* **Task brief**
Pick out every line of the material below that contains the string "glass" and copy each one.

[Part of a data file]
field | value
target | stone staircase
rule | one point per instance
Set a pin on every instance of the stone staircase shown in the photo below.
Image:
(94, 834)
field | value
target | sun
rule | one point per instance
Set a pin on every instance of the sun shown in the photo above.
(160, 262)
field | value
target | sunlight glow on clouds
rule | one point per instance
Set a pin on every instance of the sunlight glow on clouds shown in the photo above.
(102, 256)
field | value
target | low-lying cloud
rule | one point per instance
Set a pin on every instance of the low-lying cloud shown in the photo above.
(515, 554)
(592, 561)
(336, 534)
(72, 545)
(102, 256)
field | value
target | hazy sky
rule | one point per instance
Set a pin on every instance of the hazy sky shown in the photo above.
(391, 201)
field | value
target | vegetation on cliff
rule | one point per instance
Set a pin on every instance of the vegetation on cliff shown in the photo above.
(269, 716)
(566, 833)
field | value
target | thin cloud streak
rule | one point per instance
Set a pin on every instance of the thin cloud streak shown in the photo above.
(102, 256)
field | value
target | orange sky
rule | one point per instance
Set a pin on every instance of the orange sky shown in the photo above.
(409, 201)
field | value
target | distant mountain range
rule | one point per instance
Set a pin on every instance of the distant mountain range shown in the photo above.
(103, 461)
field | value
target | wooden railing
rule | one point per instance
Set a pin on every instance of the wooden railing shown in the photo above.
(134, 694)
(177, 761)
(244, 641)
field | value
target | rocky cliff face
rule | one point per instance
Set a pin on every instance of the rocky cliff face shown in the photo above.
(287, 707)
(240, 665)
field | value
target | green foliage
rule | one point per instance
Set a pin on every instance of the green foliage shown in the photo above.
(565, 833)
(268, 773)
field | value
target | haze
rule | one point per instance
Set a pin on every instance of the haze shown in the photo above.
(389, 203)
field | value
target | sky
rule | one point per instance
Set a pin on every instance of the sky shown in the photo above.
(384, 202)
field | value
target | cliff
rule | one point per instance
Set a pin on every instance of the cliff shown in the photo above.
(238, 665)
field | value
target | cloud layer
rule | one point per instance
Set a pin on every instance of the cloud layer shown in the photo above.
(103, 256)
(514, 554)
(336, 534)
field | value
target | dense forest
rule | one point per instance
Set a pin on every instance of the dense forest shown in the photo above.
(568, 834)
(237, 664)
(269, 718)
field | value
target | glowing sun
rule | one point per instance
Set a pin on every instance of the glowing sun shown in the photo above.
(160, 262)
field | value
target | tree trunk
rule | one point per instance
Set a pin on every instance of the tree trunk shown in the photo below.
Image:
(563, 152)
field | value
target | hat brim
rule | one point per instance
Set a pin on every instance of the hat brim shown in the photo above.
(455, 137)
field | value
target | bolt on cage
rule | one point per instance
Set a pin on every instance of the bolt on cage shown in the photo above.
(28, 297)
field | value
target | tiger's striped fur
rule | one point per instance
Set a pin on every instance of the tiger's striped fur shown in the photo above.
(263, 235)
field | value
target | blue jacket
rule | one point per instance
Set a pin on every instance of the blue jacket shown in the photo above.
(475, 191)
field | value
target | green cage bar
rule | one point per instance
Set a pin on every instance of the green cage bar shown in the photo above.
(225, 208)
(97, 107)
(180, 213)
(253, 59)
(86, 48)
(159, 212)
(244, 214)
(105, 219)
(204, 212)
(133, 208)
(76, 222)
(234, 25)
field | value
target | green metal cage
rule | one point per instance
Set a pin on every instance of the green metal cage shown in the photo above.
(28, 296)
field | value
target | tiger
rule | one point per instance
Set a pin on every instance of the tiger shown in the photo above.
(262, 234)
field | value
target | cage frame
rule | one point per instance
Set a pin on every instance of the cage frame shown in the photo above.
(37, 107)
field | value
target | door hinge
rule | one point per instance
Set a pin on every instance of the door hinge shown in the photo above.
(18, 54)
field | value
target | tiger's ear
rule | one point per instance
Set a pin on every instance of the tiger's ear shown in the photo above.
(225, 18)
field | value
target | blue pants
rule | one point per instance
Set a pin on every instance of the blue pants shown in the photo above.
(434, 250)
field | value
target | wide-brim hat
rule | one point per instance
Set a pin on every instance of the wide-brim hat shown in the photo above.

--

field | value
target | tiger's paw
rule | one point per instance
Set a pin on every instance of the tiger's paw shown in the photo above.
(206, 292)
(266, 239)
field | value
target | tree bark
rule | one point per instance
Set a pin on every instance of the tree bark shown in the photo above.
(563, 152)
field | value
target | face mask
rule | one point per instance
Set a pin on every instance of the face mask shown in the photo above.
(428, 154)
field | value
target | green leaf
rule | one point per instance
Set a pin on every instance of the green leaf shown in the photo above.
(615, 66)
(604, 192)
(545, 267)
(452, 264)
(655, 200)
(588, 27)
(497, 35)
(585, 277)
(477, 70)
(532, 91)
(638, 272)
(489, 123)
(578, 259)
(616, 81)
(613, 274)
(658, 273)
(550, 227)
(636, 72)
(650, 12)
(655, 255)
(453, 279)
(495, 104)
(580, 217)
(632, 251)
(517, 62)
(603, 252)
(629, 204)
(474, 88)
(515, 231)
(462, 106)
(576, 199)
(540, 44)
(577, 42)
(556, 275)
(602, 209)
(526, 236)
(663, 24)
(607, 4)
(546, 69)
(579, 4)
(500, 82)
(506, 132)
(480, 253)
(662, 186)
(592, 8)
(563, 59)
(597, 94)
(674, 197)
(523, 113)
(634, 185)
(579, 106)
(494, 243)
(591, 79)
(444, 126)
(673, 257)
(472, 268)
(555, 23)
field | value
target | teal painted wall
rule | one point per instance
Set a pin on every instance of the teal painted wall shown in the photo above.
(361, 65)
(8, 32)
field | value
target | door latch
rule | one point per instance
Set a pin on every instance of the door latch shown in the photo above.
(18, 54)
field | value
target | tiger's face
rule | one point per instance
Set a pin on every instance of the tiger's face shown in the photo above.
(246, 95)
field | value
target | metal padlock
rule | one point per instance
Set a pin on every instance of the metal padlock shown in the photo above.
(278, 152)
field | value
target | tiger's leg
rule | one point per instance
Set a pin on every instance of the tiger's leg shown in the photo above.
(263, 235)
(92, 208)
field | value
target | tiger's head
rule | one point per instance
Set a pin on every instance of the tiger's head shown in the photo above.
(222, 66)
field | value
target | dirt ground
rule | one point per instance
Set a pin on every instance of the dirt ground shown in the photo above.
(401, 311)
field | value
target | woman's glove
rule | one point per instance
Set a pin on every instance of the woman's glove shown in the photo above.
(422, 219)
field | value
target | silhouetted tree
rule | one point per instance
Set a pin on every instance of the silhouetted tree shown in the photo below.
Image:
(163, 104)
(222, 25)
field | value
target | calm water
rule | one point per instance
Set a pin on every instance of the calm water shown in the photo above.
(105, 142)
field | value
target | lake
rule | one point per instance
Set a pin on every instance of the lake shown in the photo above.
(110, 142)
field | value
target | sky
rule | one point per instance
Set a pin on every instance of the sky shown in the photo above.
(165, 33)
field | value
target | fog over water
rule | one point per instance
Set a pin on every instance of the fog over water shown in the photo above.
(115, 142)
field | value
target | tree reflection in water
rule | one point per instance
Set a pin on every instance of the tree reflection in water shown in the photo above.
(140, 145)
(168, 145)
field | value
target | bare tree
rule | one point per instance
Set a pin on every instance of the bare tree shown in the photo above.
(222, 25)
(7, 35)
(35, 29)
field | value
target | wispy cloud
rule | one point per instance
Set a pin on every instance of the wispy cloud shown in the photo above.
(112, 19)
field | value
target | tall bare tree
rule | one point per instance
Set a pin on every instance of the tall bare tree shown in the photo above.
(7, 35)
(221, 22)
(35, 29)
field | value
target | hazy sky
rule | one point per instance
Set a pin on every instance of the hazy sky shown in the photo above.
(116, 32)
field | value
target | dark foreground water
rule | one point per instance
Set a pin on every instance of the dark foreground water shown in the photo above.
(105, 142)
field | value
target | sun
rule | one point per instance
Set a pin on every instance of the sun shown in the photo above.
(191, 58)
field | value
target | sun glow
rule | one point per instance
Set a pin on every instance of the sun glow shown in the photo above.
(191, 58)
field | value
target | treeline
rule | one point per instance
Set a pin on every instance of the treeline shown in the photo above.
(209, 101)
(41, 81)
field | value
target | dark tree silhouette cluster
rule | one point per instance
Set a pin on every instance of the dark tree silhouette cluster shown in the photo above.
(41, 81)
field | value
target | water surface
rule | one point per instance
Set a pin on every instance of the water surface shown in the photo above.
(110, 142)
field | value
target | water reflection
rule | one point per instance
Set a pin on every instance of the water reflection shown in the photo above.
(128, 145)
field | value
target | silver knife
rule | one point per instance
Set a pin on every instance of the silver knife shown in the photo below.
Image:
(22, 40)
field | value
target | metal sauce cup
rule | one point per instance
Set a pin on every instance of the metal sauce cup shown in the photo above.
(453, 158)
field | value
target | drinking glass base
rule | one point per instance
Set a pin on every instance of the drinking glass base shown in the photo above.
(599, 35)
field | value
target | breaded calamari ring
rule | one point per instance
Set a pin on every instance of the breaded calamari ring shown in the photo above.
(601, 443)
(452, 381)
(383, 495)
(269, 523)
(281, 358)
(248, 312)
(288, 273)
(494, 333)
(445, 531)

* **Exercise output**
target | drinking glass base
Set a pin on every instance of the drinking glass base shown in the photo above.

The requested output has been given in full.